▶ _Exercise requirements_
Give back exactly the lines from the one that includes "Query: man's ear" to the last line below, both included, and no further lines.

▶ _Record excerpts_
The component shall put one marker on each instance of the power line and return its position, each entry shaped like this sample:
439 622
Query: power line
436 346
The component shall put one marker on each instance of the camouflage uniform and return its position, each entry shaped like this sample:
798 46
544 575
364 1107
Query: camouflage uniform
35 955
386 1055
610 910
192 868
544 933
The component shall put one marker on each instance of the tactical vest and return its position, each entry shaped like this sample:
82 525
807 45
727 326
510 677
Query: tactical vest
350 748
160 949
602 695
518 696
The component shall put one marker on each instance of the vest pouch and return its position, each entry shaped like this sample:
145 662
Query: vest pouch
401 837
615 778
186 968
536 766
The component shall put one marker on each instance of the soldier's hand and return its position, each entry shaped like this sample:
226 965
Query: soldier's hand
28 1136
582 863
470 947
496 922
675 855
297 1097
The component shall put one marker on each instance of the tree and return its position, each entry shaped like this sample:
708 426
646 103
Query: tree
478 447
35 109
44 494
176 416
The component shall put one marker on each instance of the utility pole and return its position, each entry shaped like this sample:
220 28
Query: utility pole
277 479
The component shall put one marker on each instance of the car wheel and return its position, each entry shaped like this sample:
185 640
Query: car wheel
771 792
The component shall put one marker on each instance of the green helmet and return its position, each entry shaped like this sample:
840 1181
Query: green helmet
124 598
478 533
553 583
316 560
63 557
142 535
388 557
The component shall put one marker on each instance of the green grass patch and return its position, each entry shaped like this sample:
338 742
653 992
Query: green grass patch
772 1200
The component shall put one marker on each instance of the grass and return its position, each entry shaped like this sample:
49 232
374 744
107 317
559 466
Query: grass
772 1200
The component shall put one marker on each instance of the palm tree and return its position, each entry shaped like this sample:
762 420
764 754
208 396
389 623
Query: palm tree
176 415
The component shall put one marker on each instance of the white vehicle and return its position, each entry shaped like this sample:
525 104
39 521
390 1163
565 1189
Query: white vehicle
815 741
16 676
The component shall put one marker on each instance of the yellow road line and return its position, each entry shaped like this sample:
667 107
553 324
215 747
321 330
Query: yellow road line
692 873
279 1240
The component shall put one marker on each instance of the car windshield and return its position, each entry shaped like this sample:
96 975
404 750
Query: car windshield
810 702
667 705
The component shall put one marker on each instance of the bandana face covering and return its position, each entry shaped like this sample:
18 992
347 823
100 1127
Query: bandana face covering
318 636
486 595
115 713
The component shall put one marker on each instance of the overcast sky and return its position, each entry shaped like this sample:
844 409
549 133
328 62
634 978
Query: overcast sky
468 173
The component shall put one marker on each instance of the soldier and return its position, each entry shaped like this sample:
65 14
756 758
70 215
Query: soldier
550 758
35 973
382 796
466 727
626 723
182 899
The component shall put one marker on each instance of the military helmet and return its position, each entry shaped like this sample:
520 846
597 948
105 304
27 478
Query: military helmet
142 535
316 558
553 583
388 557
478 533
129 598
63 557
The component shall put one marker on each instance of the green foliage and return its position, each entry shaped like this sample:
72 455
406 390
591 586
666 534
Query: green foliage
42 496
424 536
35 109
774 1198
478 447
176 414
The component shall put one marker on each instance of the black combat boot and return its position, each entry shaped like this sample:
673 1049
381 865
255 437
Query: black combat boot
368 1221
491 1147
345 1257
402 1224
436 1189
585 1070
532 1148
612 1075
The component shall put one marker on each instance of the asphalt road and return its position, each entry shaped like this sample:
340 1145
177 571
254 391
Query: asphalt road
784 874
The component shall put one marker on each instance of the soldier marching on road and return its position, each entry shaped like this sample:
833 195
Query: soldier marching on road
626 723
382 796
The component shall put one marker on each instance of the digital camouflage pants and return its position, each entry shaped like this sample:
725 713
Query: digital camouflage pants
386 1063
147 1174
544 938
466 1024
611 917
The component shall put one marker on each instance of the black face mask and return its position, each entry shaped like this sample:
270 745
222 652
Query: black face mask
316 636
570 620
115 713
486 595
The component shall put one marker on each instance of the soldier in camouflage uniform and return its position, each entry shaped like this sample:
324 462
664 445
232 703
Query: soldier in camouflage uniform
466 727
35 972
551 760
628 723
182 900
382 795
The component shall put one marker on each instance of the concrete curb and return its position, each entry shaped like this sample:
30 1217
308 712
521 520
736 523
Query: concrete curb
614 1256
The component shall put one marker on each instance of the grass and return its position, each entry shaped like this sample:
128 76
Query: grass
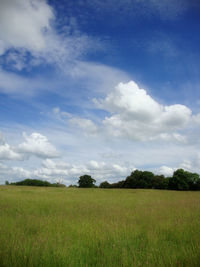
98 227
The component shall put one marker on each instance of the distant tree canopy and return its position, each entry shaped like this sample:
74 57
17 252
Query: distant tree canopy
35 182
181 180
86 181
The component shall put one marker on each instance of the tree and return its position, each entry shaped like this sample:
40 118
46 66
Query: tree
104 185
184 180
86 181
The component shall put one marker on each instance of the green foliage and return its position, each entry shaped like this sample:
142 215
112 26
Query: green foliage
181 180
104 185
46 227
35 182
86 181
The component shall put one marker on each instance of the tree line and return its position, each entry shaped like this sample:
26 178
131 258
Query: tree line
181 180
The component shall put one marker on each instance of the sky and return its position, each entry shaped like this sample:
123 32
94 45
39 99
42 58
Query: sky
99 88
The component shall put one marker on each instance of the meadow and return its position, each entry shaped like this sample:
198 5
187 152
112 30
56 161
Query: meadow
98 227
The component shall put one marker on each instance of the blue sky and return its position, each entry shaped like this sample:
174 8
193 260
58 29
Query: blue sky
98 87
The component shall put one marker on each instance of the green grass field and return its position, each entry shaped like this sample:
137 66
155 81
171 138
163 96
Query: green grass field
98 227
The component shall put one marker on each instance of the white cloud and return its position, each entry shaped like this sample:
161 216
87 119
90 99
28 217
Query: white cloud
89 127
38 145
165 170
137 116
23 23
8 153
2 139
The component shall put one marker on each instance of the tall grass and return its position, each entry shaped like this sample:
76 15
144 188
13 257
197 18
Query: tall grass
98 227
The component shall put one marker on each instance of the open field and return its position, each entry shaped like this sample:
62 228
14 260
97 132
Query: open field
98 227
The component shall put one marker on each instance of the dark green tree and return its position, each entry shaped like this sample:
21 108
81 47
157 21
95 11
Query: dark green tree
184 180
104 185
86 181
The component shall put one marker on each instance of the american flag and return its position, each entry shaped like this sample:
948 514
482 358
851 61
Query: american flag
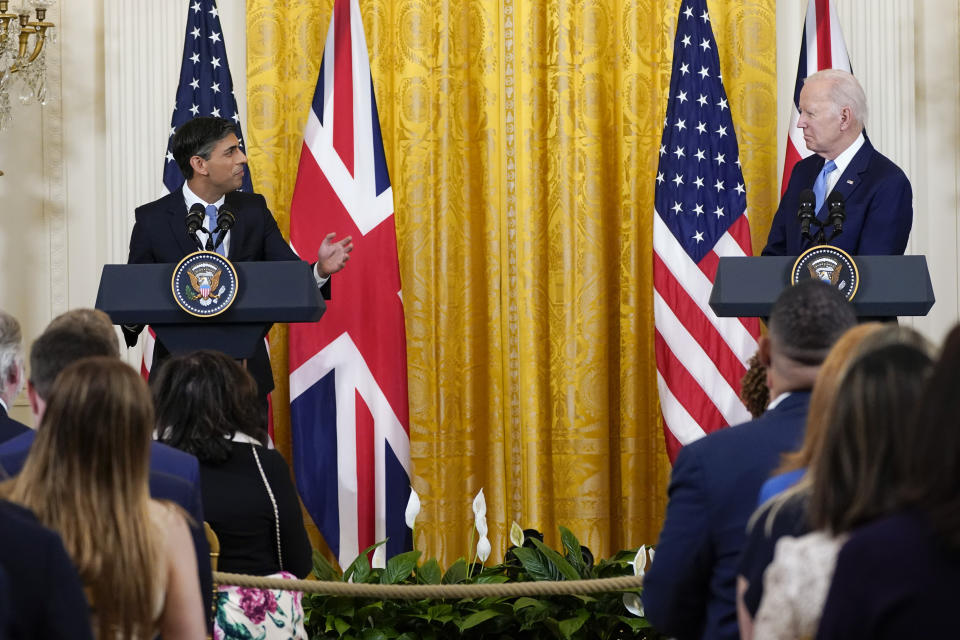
822 47
348 372
205 89
700 215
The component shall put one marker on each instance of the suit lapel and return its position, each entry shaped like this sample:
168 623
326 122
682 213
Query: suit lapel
852 175
176 209
239 226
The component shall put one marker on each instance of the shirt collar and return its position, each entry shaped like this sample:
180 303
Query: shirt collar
846 156
191 198
773 403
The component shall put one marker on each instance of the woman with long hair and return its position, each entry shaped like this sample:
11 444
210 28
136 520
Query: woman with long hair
86 477
853 479
897 576
208 405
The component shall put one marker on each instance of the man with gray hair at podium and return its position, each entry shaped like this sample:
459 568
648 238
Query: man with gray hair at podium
845 177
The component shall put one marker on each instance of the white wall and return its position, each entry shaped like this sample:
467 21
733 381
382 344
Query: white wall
75 170
906 55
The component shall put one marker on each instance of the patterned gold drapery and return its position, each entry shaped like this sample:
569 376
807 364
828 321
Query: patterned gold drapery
521 138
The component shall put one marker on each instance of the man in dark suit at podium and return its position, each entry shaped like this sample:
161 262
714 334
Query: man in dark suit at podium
207 150
11 375
877 195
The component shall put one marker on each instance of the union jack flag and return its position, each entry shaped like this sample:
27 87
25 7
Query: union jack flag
822 47
205 89
348 372
700 215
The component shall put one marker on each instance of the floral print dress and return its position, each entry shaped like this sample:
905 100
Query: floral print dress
259 614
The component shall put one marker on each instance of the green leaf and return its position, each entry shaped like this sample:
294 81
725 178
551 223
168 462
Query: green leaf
359 569
572 546
565 567
322 568
636 624
429 572
476 618
536 564
400 567
570 626
456 573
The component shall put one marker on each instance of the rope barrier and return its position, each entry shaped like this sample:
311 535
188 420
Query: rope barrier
433 591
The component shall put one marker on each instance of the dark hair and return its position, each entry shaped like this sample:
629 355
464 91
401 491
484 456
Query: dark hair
202 399
198 137
859 473
933 466
63 344
753 387
807 319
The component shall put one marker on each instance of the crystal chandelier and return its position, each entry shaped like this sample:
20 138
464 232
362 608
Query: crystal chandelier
22 55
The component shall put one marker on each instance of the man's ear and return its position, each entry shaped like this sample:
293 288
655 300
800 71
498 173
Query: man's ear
846 117
37 404
763 351
199 165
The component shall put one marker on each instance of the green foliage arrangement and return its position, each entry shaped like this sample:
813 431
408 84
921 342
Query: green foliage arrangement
600 616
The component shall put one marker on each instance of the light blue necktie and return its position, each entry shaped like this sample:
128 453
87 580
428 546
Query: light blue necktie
212 226
820 185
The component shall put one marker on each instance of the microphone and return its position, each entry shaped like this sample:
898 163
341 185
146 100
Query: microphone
225 222
837 213
195 222
806 213
195 218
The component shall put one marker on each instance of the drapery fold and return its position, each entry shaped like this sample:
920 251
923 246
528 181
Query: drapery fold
522 140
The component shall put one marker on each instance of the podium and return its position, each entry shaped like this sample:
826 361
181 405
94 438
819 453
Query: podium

▶ _Answer box_
Query: man's ear
846 117
37 404
763 351
199 165
The component shall put one marker on each instance of the green foliage arrangement and return its position, each entry shaped like this sample:
813 431
408 84
921 342
Query: green foliage arrangement
600 616
The component shall put one marker on each instance of the light blue necktie and return its position, each entry shaped like this sample:
128 453
87 580
428 546
Query: light blue necktie
212 226
820 185
The component shall put one marker on each instance of the microphone and return its position, each entry shaped like this sample:
898 163
341 185
146 100
Query: microphone
225 222
837 213
195 222
806 213
195 218
The component shall put one marker on each instance of the drapery fold and return its position, each entry shaped like this sample:
920 251
923 246
528 181
Query: drapery fold
522 140
The component shall put one marker on each instance of the podium and return its position, each entry shaped like this sample:
826 361
181 405
94 438
819 453
Query: podium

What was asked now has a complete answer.